**Source records:**

☆ ☆ ☆

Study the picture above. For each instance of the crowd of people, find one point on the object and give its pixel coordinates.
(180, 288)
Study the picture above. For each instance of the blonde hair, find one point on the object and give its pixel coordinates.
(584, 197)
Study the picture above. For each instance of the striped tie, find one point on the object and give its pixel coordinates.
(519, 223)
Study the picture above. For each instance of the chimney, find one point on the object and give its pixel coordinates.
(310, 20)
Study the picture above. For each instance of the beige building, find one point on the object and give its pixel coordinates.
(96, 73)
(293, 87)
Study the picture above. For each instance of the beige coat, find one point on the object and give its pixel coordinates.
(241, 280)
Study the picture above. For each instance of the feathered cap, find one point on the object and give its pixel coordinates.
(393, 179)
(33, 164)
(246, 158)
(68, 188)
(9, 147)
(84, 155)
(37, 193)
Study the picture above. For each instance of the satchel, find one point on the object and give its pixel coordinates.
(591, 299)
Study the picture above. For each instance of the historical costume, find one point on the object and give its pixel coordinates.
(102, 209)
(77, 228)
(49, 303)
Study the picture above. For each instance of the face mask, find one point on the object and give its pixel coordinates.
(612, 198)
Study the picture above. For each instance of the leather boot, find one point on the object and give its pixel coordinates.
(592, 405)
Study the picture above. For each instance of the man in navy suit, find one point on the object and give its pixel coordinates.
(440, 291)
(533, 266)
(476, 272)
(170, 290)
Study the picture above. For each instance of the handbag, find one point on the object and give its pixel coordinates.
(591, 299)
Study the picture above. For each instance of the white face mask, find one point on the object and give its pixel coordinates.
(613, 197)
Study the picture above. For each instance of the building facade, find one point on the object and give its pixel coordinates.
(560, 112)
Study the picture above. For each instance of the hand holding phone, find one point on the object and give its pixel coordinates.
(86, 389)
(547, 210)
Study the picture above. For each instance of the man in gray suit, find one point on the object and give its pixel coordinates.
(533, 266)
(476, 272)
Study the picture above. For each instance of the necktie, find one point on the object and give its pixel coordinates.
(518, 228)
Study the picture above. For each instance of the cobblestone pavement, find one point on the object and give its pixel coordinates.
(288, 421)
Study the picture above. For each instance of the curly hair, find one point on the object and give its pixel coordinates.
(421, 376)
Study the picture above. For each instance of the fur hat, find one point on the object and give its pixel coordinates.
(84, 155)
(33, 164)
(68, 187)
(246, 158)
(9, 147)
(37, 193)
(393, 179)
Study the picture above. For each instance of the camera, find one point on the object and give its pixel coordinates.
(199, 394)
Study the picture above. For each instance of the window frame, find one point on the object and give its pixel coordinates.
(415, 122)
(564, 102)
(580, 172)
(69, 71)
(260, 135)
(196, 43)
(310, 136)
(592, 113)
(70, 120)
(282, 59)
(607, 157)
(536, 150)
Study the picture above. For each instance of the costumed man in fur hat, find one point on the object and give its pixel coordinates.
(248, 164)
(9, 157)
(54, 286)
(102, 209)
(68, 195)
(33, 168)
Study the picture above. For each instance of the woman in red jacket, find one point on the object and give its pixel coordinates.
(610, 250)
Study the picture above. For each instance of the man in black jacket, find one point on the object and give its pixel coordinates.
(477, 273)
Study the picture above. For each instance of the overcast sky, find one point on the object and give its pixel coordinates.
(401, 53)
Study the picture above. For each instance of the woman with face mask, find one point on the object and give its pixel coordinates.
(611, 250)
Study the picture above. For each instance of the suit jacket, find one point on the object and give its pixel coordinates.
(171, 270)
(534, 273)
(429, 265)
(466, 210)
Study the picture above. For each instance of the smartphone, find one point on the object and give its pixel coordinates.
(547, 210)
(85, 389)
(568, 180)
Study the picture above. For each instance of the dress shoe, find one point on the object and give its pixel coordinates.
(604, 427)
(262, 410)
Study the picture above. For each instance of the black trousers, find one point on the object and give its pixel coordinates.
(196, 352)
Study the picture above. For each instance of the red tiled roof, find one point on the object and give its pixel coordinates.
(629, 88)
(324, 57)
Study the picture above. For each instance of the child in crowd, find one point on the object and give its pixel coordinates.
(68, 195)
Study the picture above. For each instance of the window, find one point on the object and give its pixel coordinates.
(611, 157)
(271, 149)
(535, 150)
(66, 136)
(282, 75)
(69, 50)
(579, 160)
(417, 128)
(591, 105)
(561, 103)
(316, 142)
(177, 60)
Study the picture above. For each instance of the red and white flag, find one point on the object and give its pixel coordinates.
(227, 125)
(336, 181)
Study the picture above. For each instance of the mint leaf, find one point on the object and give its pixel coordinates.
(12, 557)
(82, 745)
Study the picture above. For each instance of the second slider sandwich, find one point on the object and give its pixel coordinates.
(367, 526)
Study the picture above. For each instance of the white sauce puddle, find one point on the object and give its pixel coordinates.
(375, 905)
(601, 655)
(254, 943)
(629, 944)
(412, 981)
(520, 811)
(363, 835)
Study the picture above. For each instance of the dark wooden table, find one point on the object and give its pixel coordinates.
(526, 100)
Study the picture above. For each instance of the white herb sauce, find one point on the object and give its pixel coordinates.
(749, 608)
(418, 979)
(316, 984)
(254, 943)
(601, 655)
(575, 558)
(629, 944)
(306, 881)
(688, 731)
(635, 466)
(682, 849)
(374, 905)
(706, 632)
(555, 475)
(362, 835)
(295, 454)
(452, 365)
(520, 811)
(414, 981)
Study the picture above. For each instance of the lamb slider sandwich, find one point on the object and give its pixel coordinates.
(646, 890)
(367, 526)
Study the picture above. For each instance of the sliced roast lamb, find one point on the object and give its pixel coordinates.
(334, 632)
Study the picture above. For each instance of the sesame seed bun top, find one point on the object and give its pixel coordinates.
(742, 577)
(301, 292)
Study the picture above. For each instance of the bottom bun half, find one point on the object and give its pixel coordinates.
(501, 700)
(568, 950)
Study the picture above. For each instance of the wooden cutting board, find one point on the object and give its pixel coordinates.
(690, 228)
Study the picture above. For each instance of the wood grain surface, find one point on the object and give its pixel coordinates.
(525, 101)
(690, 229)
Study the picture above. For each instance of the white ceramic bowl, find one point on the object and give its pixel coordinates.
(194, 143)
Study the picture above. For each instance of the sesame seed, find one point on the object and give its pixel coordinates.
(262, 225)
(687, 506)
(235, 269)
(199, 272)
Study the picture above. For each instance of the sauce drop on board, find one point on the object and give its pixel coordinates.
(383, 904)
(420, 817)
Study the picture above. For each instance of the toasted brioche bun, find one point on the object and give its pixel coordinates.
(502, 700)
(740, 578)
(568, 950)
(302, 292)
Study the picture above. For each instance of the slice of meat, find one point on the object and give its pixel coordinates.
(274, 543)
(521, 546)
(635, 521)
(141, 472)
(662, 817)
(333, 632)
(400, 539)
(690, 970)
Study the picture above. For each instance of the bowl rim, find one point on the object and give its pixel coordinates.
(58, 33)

☆ ☆ ☆

**Task to complete:**
Without any alteration, repeat each entry shown above.

**Solution to this exercise:**
Study the picture above. For each instance of the crowd of people, find one point on the object and give its pixel coordinates.
(180, 288)
Study the picture above. For each instance of the blonde hair, find one point on the object and give its pixel coordinates.
(584, 197)
Study the picture above. For each instance of the striped tie, find one point on the object and give its pixel coordinates.
(519, 223)
Study the picture above. For each instance of the chimney, find one point on the object and give its pixel coordinates.
(310, 20)
Study the picture above. For each instance of the beige building, find one point on the object and give its pixel coordinates.
(96, 73)
(293, 87)
Study the picture above. For each instance of the beige coat, find one point on the object and give its pixel coordinates.
(241, 280)
Study the picture above. For each instance of the feathered cap, find one point on the object and give its pixel coordinates.
(393, 179)
(33, 164)
(246, 158)
(68, 188)
(9, 147)
(84, 155)
(37, 193)
Study the picture above. For each instance of the satchel, find one point on the object and give its pixel coordinates.
(591, 299)
Study the picture above. For each instance of the historical costume, find one point on the object and give its pixel coordinates.
(102, 209)
(77, 228)
(49, 303)
Study the picture above. For each instance of the face mask, find one point on the object and give its pixel coordinates.
(612, 198)
Study the picture above. For each instance of the leather boot, find one point on the object and give its pixel coordinates.
(592, 405)
Study the picture above. For each instance of the man in navy suit, find one point on the object and give its pixel coordinates.
(440, 291)
(533, 266)
(476, 272)
(170, 290)
Study the picture above. For each instance of the handbag, find one point on the object and give its pixel coordinates.
(591, 299)
Study the picture above. For each instance of the white face mask, find one point on the object and give its pixel coordinates.
(613, 197)
Study the picture above. For each instance of the building facade, find one point on the object and give its pixel coordinates.
(560, 112)
Study the picture above. For each instance of the hand holding phone, find one point on the object and give its pixel coordinates.
(86, 389)
(547, 210)
Study the picture above. For each instance of the man in gray suit, find one point on the object and give its pixel coordinates.
(533, 266)
(476, 272)
Study the picture above. For each instance of the necktie, find one point on the object and give its pixel coordinates.
(518, 228)
Study the picture above. For each instance of the cobblestone pavement, find one point on the object and give its pixel coordinates.
(288, 421)
Study the picture above. For each instance of the curly hair, find one point on the object and give its pixel coordinates.
(421, 376)
Study the picture above. For each instance of the fur hat, find one point on the object and give its pixel coordinates.
(84, 155)
(33, 164)
(68, 187)
(246, 158)
(9, 147)
(37, 193)
(393, 179)
Study the picture above. For each instance of the camera, find one point on the object and give its pixel coordinates.
(199, 394)
Study the picture above. For each instance of the window frame, find one point on the object and give its pixel coordinates.
(415, 122)
(564, 102)
(580, 172)
(69, 71)
(260, 135)
(196, 43)
(310, 136)
(592, 113)
(70, 120)
(282, 59)
(607, 157)
(536, 150)
Study the picture above. For each instance of the costumed man in fur hat, find one point on the object and give its pixel coordinates.
(248, 164)
(9, 157)
(54, 286)
(102, 209)
(68, 195)
(33, 168)
Study the picture above. For each instance of the woman in red jacket, find one point on the object and give its pixel coordinates.
(610, 250)
Study the picture above. For each instance of the man in black jacket, find one point on the object and give its pixel coordinates.
(477, 273)
Study the picture above. For each instance of the overcast sky, find one point on the object and give its pixel coordinates.
(401, 53)
Study the picture above. For each instance of the woman with face mask, find one point on the object and give its pixel coordinates.
(611, 250)
Study the picture above. For each instance of the suit jacket, find one point on the object and give its pixel coordinates.
(171, 270)
(534, 273)
(429, 265)
(466, 210)
Study the picture above. For each instance of the smartphone, find one point on the object and give its pixel coordinates.
(547, 210)
(85, 389)
(568, 180)
Study the picture above. For each instance of the dress shoe, find one point on the object and give its pixel coordinates.
(604, 427)
(262, 410)
Study the picture above. For each instance of the black trousers, find one point on the object and give its pixel coordinates.
(196, 352)
Study the picture above. For each instance of the red tiled roof, find one point on the object and give its pixel coordinates.
(629, 88)
(324, 57)
Study the picture above. For each instance of the child in crowd, find one point on the object and give its pixel coordinates.
(68, 195)
Study the picture above. For each instance of the window, find one point on the object and give its pixel coordinates.
(611, 157)
(271, 149)
(535, 150)
(66, 136)
(282, 75)
(69, 50)
(579, 160)
(417, 128)
(591, 105)
(561, 103)
(316, 142)
(177, 60)
Study the picture above. For each instance of the red and white flag, find one point on the object and give its pixel coordinates.
(227, 125)
(336, 181)
Study the picture above. For each instance of the mint leaf, find one point on the object and give its pixel coordinates.
(12, 557)
(82, 745)
Study the picture above. For each instance of the second slider sandwich, find one point on the object and give its pixel coordinates.
(367, 526)
Study the picture above. For each instance of the white sauce puddle, find one point on the object and give its pixel coordinates.
(375, 905)
(601, 655)
(254, 943)
(629, 944)
(412, 981)
(520, 811)
(363, 835)
Study the picture above. For each instance of the dark wooden table, find one point on the object and give its pixel coordinates.
(526, 100)
Study the picture above. For each instance of the white herb sauce, find one point on the object and give its pixel coordinates.
(749, 608)
(418, 979)
(316, 984)
(254, 943)
(601, 655)
(575, 558)
(629, 944)
(306, 881)
(688, 731)
(635, 466)
(682, 849)
(374, 905)
(706, 632)
(555, 475)
(362, 835)
(295, 454)
(452, 365)
(520, 811)
(414, 981)
Study the picture above. For each instance of the lamb slider sandwich, find one point on the object and give its pixel coordinates.
(646, 890)
(367, 526)
Study the picture above. For each instance of the sliced roast lamb, find one point on the object and give its pixel coordinates.
(334, 632)
Study the picture above. For each instance of the sesame seed bun top, find one point on the object and give its pixel coordinates.
(742, 577)
(301, 292)
Study the picture above. For each instance of the bottom bun half, find one point on the object and give its pixel coordinates.
(501, 700)
(568, 950)
Study the picture above. For each instance of the wooden cutting board, find one point on the object and give its pixel coordinates.
(690, 228)
Study the picture above. For each instance of the wood grain surface, find one point on the object and give its pixel coordinates.
(525, 101)
(690, 229)
Study the picture above. For each instance of the white ceramic bowl, find one point on the object and give its pixel coordinates.
(194, 143)
Study the picture above. For each instance of the sesame seed, find one point on the object and give its pixel coordinates.
(262, 225)
(687, 506)
(235, 269)
(199, 272)
Study the picture above. For each instance of the sauce drop on board, find one point on the object and give its pixel coordinates.
(383, 904)
(420, 817)
Study the picture above. For each instance of the toasted brioche bun, find one point on the object and give its pixel coordinates.
(502, 700)
(740, 578)
(568, 950)
(302, 292)
Study the picture above. For each instance of the slice of meat, find one point on the object and give its pixel coordinates.
(274, 543)
(521, 546)
(635, 521)
(141, 472)
(662, 817)
(333, 632)
(400, 539)
(690, 970)
Study the picture above. For each instance of the bowl rim, find one point on the object and give its pixel coordinates.
(58, 33)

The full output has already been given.